:: Aufgabenstellung 1 ::
Schreiben Sie die Datensätze von der Zeile mit „the water droplet on glass" bis einschließlich der Zeile mit „x=912, y=651" vollständig ab und verändern Sie dabei jede Koordinate in den Antworten um -140. Die Aufgaben- und Formatzeilen bleiben unverändert.

:: Textauszug ::
§ §

Nachdem die Antragstellerin keine Benachrichtigung vom Antragsgegner erhalten hatte, schrieb sie am 8. Oktober 2018 eine Nachricht an den damaligen Projektleiter beim Antragsgegner, X, dass sie ihre Verfügbarkeiten eingetragen, aber keine Zuteilung erhalten habe und ob sie dieses Semester keine … Kurse bekommen werde. X wollte die Antragstellerin telefonisch kontaktieren, woraufhin diese um eine Nachricht ersuchte, um einen schriftlichen Nachweis zu haben. X meldete sich in der Folge nicht mehr bei der Antragstellerin.

In der Zwischenzeit wusste sie von ihren Kolleginnen, die ebenfalls ein islamisches Kopftuch tragen, dass diese eine Absage erhalten hatten. Bereits am 5. Oktober 2018 hatte X einer Kollegin der Antragstellerin, B, mittels Textnachricht bestätigt, dass es für alle, die Kopftuch tragen, gelte.

Die Antragstellerin wandte sich daraufhin mit ihren Kolleginnen B, C und D zur Beratung an die GAW, welche ein Interventionsschreiben vorbereitete.

Auf Initiative der Antragstellerin und ihrer Kolleginnen fand am 25. Oktober 2018 in den Büroräumlichkeiten des Antragsgegners ein Gespräch zwischen Y, X, der Antragstellerin, D, B und C statt. Nicht festgestellt werden konnte, ob bei diesem Gespräch eine weitere betroffene Kollegin anwesend war. Im Zuge des Gesprächs bestätigte Y, dass es weder eine Verordnung noch ein Gesetz gebe, die ein Kopftuchverbot vorsehen würden, und erläuterte, dass die pädagogischen Einrichtungen eine Kursleitung durch die Antragstellerin und ihre Kolleginnen abgelehnt hätten. Das Angebot von C, ihren Kopf auf eine andere Weise, zB mit einer Kapuze oder Mütze, zu bedecken, wurde von Y abgelehnt. Y bot der Antragstellerin und ihren Kolleginnen hingegen an, sie weiterhin im Facebook-Forum zu belassen und bei Großveranstaltungen einzusetzen, entgegen dem Umstand, dass hierfür die Leitung von … Kursen Voraussetzung ist. Da Y an der Entscheidung festhielt, die Antragstellerin nicht mehr in … Kursen einzusetzen, überreichten ihr diese am Ende des Gesprächs das Interventionsschreiben der GAW.

Zu Beginn des Sommersemesters 2019 wurde der Zugang der Antragstellerin zum Facebook-Forum gelöscht.

Zum Zeitpunkt der Tätigkeit der Antragstellerin waren Kursleitende als neue Selbstständige tätig. Seit dem Wintersemester 2018 werden Kursleitende beim Antragsgegner angestellt.

§ §

:: Aufgabenstellung 2 ::
Wann wurde laut Textauszug der Zugang der Antragstellerin zum Facebook-Forum gelöscht?

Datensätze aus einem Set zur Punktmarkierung
§ §

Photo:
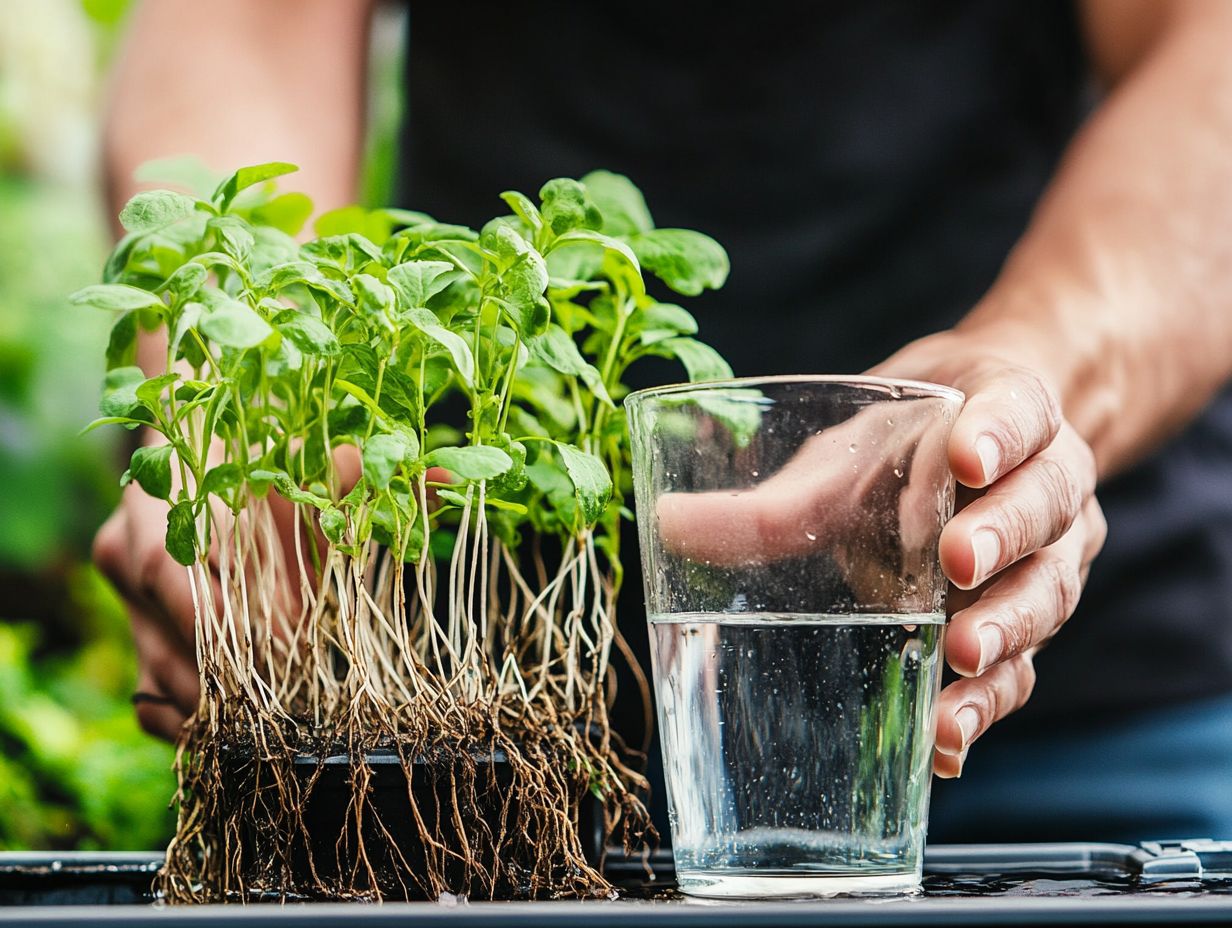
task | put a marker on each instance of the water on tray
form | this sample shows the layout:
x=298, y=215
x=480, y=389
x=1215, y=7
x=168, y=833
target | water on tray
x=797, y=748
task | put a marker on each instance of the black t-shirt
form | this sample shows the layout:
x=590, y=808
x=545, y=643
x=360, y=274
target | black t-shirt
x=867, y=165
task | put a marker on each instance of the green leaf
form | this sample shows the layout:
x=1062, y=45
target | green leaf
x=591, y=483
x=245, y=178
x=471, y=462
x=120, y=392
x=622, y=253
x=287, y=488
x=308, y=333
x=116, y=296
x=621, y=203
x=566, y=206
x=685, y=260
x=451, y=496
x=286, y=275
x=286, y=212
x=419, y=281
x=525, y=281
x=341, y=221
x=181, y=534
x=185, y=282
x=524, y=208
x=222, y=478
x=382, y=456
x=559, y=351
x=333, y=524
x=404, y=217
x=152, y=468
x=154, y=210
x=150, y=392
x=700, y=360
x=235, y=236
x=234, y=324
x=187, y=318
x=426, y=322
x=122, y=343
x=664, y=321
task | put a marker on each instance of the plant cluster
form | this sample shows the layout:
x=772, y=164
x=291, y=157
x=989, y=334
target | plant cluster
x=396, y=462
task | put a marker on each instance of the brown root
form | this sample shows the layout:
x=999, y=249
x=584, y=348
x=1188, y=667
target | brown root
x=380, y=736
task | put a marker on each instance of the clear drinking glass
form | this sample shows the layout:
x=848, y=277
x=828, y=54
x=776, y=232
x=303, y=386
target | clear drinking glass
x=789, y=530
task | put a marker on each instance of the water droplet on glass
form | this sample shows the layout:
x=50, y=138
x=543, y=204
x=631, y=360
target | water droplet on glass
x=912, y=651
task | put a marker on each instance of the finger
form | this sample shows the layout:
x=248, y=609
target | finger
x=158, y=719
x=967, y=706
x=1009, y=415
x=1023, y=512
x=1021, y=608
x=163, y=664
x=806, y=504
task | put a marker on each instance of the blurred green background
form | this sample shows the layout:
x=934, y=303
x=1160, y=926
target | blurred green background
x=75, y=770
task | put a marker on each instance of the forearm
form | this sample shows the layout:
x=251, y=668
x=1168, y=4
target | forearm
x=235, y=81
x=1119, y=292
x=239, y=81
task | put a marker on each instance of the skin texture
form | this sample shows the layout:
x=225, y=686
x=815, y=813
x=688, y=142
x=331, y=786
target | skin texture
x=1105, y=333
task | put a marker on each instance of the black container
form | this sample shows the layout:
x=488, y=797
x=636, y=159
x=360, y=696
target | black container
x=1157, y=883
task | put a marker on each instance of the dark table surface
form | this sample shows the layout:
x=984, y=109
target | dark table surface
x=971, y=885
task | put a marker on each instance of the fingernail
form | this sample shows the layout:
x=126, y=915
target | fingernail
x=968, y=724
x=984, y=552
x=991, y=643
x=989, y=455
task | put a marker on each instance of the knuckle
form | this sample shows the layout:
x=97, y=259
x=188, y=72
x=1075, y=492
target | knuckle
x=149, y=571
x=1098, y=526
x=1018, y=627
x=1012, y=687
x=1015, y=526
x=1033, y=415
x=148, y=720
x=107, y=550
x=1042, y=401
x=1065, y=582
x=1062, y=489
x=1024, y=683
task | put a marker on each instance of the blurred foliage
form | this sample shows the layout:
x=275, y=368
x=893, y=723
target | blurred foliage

§ §

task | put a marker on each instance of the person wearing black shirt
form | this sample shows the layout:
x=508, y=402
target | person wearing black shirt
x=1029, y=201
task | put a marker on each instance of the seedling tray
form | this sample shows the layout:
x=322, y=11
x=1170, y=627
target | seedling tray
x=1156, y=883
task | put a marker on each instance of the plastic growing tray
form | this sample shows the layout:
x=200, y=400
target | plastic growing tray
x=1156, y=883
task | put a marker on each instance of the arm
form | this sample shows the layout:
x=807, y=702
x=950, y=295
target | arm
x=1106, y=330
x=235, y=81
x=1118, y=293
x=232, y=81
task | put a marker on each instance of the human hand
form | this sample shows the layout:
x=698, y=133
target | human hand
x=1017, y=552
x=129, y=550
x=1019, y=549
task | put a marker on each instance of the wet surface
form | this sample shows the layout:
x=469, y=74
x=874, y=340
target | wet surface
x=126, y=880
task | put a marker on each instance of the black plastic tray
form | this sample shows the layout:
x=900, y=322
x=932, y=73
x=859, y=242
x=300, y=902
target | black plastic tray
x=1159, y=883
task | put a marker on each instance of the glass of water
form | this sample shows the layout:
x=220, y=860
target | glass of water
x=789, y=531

§ §

:: Erwartete Ausgabe 1 ::
task | put a marker on each instance of the water droplet on glass
form | this sample shows the layout:
x=50, y=138
x=543, y=204
x=631, y=360
target | water droplet on glass
x=772, y=511

:: Erwartete Ausgabe 2 ::
Zu Beginn des Sommersemesters 2019.